> **Required work**:
Answer these questions about the text on prescription drug use:
1. For how many years on average are men born in 2019 expected to take prescription drugs?
2. Which racial or ethnic group takes the fewest prescription drugs?
3. Which other high-income countries does Ho want to compare the US with?

> **Study text**:
=== Section Start ===

Producing new estimates

Ho first estimated the life expectancy of Americans born in 2019 using mortality data from the National Center for Health Statistics and the Human Mortality Database. This was combined with survey data detailing prescription drug use in the US – collected from 1996–2019 across approximately 15,000 households – to calculate the percentage of their lifetimes they could be taking prescription medications.


Ho’s analysis suggests that men born in 2019 are expected to take prescription drugs for an average of 36.8 years (48% of their life), and women for 47.5 years (60% of their life). Additionally, women have higher rates of prescription drug use than men at every age. The majority of men are taking prescription drugs by 40 years of age, while the majority of women are taking prescription drugs by 15 years.


Women are more likely to be prescribed hormonal contraceptives, psychotherapeutics (particularly antidepressants), anti-infectives and painkillers. Additionally, women are more likely to seek care. Pain-related chronic conditions (such as migraine, rheumatoid arthritis and fibromyalgia) are more common in women. On the other hand, men were more likely to take drugs for cardiovascular disease such as statins to lower cholesterol.


The number of drugs being taken has also shifted – in 1996, men at any age did not take five or more drugs for over a third of their remaining life expectancy. However, by 2019, men over 50 years could expect to take five or more drugs for 36–53% of their remaining years. For women, the largest percentage of remaining lifespan taking five or more drugs in 1996 was 38%, but by 2019, women over 50 years could expect to take five or more drugs for 40–58% of their remaining years.


“There are also important differences in prescription drug use by race and ethnicity: non-Hispanic Whites take the most, Hispanics take the least and non-Hispanic Blacks fall in between these extremes,” said Ho. “Lower rates of statin use among non-Hispanic black men compared to their non-Hispanic white and Hispanic counterparts is concerning given non-Hispanic black men’s high rates of cardiometabolic disease mortality.”

A focus on the future

“The years that Americans can expect to spend taking prescription drugs are now higher than they might spend in their first marriage, getting an education, or being in the labor force,” said Ho.


“It’s important to recognize the central role that prescription drug use has taken on in our lives. It’s also sobering to see how many drugs people are taking – in the mid-1990s, most people were taking only one prescription drug. Today, they are just as likely to be taking five or more drugs.”


“The estimates are what we call synthetic cohort estimates, which means that these are the years Americans born in 2019 could expect to spend taking prescription drugs if they were subject to the prescription drug use rates and mortality rates that we observe in 2019,” Ho explains, highlighting that, should rates of prescription drug use change, this study population could expect to take these drugs for even larger portions of their lives.


Next, Ho wishes to investigate how the US stacks up on an international scale, comparing this data to that of other high-income countries such as Canada, France, Germany, Japan and the United Kingdom.


Reference: Ho JY. Life course patterns of prescription drug use in the United States. Demography. 2023;60(5):1549-1579. doi: 10.1215/00703370-10965990


Dr. Jessica Y. Ho was speaking to Dr. Sarah Whelan, Science Writer for Technology Networks.

=== Section End ===

> **Data segment**:

=== Section Start ===

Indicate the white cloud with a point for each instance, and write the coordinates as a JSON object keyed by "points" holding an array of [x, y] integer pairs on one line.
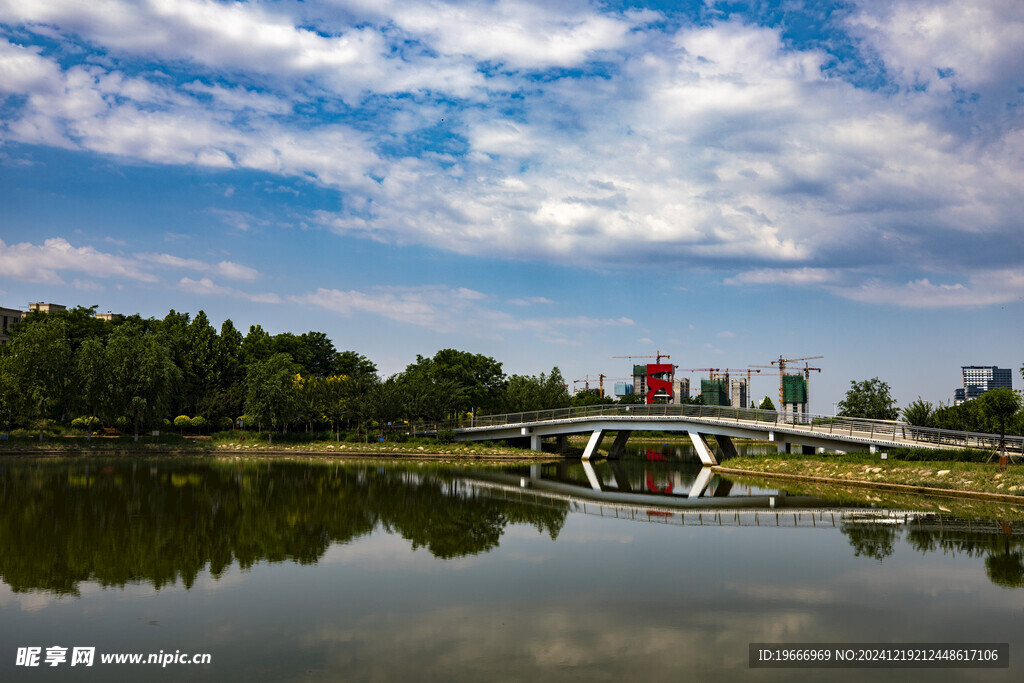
{"points": [[442, 308], [224, 268], [206, 287], [44, 263], [982, 289], [528, 301], [718, 143], [797, 276]]}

=== Section End ===

> **Answer space**:
1. 36.8 years (48% of their life).
2. Hispanics.
3. Canada, France, Germany, Japan and the United Kingdom.